目的 1: 以下のエントリのうち、"Category: white boat alongside ship"を含む行からエントリの最後の行までを、両端の行も含めて一字も変えずに出力してください。

抜粋:
では、どんな弊害が有ったのでしょうか?例えば、以下の様な例が挙げられます。

  • ①加害者が保険金を使用してしまう
  • ②加害者が失踪したり自殺した場合、損害賠償を請求する相手がいなくなる
  • ③加害者が破産した場合、保険金債権は破産財団の管理下に入り、その他の債権者に配当される恐れある

第一に、加害者が多額の借金など何らかの理由で、お金に困っていた場合です。

目の前に被害者への保険金があれば、借金返済に回してしまうかもしれません。

第二に、加害者がプライベートで事故を起こしているなら、原則として損害を請求できる相手は唯一加害者のみとなります。(社用車での事故なら、会社に対して運行供用者責任を追求できる。)

このような場合に、加害者が失踪又は自殺をしてしまうと、損害賠償を請求する相手がいなくなり被害者は一切損害を補償されません。

参考「損害賠償は誰に請求出来る?ケース別のまとめ

最後は加害者が破産してしまった場合です。

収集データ
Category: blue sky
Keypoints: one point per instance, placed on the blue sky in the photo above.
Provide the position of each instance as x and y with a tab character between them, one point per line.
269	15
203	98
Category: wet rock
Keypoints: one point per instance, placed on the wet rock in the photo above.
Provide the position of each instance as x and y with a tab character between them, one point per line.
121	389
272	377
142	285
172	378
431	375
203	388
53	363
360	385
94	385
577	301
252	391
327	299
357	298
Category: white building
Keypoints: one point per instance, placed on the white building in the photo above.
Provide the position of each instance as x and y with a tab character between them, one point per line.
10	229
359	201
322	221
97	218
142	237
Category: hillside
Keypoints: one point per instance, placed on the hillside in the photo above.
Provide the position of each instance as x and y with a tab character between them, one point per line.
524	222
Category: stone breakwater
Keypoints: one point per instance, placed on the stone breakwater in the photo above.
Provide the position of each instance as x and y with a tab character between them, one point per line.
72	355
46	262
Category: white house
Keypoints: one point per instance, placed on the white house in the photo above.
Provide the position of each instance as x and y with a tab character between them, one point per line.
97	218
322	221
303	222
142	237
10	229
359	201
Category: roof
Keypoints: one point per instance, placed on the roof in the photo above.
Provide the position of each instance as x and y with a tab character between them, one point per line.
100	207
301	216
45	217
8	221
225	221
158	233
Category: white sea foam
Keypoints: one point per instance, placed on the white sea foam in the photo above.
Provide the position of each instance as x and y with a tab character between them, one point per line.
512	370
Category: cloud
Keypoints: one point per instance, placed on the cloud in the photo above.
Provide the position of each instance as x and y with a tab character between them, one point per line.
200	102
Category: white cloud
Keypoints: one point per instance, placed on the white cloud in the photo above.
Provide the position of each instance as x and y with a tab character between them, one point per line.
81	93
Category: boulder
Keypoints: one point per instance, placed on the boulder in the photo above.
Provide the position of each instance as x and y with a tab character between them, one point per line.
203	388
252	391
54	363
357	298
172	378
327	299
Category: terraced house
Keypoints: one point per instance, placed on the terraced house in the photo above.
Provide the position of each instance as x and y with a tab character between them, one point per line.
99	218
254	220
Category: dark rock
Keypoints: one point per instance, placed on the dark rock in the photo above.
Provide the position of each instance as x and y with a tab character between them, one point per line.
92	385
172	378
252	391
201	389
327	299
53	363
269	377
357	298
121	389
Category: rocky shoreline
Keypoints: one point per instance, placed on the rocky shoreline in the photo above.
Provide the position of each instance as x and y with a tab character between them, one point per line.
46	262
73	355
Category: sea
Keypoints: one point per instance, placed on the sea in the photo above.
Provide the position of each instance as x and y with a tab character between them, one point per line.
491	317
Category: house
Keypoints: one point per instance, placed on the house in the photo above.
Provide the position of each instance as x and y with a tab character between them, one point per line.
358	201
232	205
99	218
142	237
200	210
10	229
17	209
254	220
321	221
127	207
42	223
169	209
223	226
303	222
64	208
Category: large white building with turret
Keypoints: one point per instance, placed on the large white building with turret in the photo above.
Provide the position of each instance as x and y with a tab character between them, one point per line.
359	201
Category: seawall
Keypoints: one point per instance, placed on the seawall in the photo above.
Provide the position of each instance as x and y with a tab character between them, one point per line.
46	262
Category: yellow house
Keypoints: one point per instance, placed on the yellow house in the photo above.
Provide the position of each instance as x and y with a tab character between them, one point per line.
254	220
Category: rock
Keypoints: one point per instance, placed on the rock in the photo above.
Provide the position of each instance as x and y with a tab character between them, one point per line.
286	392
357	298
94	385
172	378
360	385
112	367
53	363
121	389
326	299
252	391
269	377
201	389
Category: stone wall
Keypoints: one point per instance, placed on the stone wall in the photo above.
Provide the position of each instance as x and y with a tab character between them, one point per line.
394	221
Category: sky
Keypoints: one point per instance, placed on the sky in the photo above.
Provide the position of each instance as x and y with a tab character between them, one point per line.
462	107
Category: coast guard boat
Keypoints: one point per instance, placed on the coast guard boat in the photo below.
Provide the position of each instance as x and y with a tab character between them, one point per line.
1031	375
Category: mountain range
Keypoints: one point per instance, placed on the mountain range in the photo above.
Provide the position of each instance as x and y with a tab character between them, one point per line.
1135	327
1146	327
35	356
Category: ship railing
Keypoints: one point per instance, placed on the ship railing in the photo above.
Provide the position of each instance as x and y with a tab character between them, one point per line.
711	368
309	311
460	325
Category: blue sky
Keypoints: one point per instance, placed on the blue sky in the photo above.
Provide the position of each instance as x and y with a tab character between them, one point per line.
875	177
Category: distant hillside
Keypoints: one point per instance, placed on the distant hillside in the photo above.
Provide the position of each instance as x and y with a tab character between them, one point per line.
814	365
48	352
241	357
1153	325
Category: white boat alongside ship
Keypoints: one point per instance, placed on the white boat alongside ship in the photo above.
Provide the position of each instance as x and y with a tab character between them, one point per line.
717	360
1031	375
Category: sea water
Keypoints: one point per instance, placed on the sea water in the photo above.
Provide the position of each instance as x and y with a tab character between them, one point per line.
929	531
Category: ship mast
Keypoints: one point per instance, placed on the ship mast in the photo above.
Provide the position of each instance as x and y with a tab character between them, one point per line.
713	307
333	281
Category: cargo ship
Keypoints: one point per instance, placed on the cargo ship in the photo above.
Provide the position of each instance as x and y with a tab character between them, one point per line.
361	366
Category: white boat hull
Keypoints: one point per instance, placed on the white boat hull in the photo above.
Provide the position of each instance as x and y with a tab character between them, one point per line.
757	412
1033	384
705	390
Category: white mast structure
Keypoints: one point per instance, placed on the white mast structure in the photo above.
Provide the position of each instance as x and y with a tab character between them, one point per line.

目的 2:
次の(a)〜(c)が抜粋の内容と合っているかを、それぞれ「はい」か「いいえ」で答えること。あわせて、判断の決め手となる抜粋の語句をそのまま引用すること。
(a) 加害者が破産した場合、保険金債権は破産財団の管理下に入る。
(b) 社用車での事故であっても、会社に対して責任を追求することはできない。
(c) プライベートでの事故で加害者が失踪した場合でも、被害者は損害の一部を補償される。

完全な回答 1:
Category: white boat alongside ship
Keypoints: one point per instance, placed on the white boat alongside ship in the photo above.
Provide the position of each instance as x and y with a tab character between them, one point per line.
717	360
1031	375
Category: sea water
Keypoints: one point per instance, placed on the sea water in the photo above.
Provide the position of each instance as x and y with a tab character between them, one point per line.
929	531
Category: ship mast
Keypoints: one point per instance, placed on the ship mast in the photo above.
Provide the position of each instance as x and y with a tab character between them, one point per line.
713	307
333	281
Category: cargo ship
Keypoints: one point per instance, placed on the cargo ship in the photo above.
Provide the position of each instance as x and y with a tab character between them, one point per line.
361	366
Category: white boat hull
Keypoints: one point per instance, placed on the white boat hull in the photo above.
Provide the position of each instance as x and y with a tab character between them, one point per line.
757	412
1033	384
705	390
Category: white mast structure
Keypoints: one point per instance, placed on the white mast structure in the photo above.
Provide the position of each instance as x and y with a tab character between them, one point per line.

完全な回答 2:
(a) はい:「保険金債権は破産財団の管理下に入り」
(b) いいえ:「社用車での事故なら、会社に対して運行供用者責任を追求できる。」
(c) いいえ:「被害者は一切損害を補償されません」